(Region labeling lines)

★ ★ ★ ★

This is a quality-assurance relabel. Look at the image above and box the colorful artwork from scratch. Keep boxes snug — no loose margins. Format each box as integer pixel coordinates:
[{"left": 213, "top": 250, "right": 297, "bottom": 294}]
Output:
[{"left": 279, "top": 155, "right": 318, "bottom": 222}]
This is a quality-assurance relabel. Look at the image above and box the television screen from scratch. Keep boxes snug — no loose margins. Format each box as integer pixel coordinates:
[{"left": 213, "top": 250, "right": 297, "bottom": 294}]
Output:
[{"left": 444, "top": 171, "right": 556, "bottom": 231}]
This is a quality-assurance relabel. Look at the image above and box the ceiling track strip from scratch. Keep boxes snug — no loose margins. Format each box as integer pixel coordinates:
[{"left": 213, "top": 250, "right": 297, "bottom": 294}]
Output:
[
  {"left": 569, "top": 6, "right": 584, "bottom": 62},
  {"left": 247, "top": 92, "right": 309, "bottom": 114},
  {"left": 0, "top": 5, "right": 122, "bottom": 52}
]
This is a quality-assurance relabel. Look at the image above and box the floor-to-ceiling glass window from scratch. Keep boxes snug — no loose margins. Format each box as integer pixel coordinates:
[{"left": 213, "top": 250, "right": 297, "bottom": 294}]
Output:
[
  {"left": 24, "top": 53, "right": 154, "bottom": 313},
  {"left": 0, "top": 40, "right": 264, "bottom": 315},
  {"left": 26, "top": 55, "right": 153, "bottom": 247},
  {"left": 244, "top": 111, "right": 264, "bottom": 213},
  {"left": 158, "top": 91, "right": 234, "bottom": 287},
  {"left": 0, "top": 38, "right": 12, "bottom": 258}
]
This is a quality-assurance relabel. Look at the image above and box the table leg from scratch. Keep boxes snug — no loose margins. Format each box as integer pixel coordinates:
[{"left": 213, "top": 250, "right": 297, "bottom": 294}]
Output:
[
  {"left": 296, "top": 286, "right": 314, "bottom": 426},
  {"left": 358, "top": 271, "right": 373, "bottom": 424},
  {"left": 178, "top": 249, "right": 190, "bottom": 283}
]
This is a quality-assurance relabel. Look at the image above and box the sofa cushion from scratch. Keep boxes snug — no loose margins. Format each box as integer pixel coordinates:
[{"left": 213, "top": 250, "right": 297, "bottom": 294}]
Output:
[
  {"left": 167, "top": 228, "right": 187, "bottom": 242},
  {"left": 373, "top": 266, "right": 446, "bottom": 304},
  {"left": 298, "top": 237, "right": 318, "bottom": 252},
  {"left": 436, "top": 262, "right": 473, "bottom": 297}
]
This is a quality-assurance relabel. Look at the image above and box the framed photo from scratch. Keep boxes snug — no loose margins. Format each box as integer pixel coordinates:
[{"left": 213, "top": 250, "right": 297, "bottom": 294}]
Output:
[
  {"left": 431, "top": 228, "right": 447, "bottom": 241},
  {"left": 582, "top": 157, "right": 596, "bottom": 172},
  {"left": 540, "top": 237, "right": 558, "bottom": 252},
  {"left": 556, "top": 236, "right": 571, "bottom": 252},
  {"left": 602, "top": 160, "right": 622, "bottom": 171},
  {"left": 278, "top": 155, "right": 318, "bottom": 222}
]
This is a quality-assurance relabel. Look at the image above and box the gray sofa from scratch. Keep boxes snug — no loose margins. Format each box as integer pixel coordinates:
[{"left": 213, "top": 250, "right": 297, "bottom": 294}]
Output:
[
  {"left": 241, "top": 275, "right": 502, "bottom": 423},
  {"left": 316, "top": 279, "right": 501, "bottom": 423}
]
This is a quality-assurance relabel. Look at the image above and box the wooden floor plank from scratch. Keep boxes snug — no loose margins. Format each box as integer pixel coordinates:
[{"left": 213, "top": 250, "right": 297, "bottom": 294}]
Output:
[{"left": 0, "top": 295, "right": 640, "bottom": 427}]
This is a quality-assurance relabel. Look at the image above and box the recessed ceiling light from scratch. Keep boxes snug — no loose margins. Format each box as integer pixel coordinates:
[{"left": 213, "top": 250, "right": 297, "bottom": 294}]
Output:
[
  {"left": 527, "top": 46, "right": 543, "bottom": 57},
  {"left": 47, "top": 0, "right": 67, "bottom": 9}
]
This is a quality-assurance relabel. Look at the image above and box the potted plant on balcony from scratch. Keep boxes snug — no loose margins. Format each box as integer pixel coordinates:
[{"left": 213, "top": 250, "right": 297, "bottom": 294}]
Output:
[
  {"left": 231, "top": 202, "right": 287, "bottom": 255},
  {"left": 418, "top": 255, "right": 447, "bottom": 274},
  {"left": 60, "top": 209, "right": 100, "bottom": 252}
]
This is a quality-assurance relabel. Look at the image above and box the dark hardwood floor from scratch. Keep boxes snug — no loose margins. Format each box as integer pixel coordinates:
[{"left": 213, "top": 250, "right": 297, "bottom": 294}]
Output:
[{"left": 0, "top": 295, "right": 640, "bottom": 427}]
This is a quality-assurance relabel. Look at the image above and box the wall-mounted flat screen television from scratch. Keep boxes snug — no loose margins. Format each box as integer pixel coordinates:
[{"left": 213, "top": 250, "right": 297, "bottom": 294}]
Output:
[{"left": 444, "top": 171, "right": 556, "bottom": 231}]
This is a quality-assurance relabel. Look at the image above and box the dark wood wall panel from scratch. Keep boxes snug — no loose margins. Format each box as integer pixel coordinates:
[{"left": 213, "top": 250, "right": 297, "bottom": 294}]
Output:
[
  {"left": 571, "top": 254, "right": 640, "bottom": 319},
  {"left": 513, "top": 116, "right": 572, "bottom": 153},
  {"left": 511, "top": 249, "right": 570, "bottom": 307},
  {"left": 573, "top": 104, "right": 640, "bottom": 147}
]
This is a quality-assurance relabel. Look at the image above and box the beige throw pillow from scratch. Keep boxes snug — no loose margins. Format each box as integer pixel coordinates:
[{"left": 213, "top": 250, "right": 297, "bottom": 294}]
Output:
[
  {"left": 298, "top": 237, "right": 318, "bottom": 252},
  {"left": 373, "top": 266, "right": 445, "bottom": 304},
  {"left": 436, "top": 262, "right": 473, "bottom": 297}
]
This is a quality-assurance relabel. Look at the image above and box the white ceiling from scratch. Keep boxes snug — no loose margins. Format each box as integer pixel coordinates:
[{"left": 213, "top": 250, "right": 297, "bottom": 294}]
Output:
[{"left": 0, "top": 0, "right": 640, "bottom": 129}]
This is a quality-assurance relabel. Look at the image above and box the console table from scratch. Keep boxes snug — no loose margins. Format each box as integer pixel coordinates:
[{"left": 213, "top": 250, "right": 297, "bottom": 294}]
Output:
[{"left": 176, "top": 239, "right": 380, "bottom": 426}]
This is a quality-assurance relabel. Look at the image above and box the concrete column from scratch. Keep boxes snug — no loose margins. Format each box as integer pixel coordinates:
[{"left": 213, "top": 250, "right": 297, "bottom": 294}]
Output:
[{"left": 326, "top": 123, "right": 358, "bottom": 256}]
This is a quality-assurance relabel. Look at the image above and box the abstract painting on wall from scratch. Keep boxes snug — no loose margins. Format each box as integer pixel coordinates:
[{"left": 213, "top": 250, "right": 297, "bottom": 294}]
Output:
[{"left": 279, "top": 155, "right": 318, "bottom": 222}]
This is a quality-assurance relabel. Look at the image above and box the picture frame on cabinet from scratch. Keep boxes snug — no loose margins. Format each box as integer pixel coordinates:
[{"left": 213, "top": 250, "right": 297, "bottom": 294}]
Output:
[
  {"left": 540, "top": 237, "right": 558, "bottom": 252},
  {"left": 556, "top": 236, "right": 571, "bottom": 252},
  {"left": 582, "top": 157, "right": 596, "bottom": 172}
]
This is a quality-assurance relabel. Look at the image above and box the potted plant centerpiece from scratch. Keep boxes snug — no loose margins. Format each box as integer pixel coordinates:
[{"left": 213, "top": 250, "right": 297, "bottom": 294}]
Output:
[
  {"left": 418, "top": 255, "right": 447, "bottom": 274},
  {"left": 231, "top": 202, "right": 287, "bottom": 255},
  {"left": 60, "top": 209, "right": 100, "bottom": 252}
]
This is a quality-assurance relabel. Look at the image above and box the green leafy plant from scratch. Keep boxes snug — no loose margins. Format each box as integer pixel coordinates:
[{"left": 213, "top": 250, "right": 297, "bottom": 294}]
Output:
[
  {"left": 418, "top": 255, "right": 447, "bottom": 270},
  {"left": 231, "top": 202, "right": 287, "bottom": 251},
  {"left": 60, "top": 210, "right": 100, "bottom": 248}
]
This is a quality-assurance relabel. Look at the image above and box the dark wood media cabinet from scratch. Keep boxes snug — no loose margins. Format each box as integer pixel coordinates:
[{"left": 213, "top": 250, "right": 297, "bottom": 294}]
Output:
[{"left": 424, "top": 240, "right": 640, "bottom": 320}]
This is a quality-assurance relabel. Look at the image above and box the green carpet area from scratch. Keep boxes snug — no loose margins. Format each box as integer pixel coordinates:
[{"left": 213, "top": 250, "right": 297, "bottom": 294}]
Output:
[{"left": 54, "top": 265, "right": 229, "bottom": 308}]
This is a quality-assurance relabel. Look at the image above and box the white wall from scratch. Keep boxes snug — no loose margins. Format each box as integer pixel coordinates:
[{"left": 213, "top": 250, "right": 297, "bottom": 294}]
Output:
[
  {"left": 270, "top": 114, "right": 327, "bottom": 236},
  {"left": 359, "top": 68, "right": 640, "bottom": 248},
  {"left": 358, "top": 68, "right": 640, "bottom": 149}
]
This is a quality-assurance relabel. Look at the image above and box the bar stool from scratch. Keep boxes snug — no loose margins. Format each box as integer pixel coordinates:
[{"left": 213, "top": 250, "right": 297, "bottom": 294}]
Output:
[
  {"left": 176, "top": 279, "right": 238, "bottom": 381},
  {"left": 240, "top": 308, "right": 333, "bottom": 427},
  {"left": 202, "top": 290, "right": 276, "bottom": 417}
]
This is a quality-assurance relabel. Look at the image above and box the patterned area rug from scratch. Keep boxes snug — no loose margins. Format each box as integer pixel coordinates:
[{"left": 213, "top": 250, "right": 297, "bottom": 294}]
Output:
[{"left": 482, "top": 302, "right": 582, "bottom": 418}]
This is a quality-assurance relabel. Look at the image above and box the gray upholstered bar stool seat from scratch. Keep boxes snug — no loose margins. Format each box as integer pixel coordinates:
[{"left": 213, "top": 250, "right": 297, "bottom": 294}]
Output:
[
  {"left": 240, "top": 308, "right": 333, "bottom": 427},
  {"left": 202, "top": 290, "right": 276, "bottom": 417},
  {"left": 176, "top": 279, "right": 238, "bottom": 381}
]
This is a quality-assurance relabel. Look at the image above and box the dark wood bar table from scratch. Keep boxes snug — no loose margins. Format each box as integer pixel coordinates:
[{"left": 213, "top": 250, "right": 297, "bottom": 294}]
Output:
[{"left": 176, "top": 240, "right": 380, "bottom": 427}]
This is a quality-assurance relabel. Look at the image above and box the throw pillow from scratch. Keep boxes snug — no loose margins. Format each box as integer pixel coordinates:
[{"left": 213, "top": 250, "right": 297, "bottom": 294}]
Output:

★ ★ ★ ★

* _Instructions to follow_
Rewrite the stretch from the line containing "box the throw" through the last line, changing "throw pillow" to "accent pillow" and keeping everything else the same.

* _Correct result_
This is a quality-assurance relabel. Look at the image above and box the accent pillow from scratch. Keep boxes snug — no loose margins. Format each box as integer pixel coordinates:
[{"left": 213, "top": 250, "right": 297, "bottom": 294}]
Output:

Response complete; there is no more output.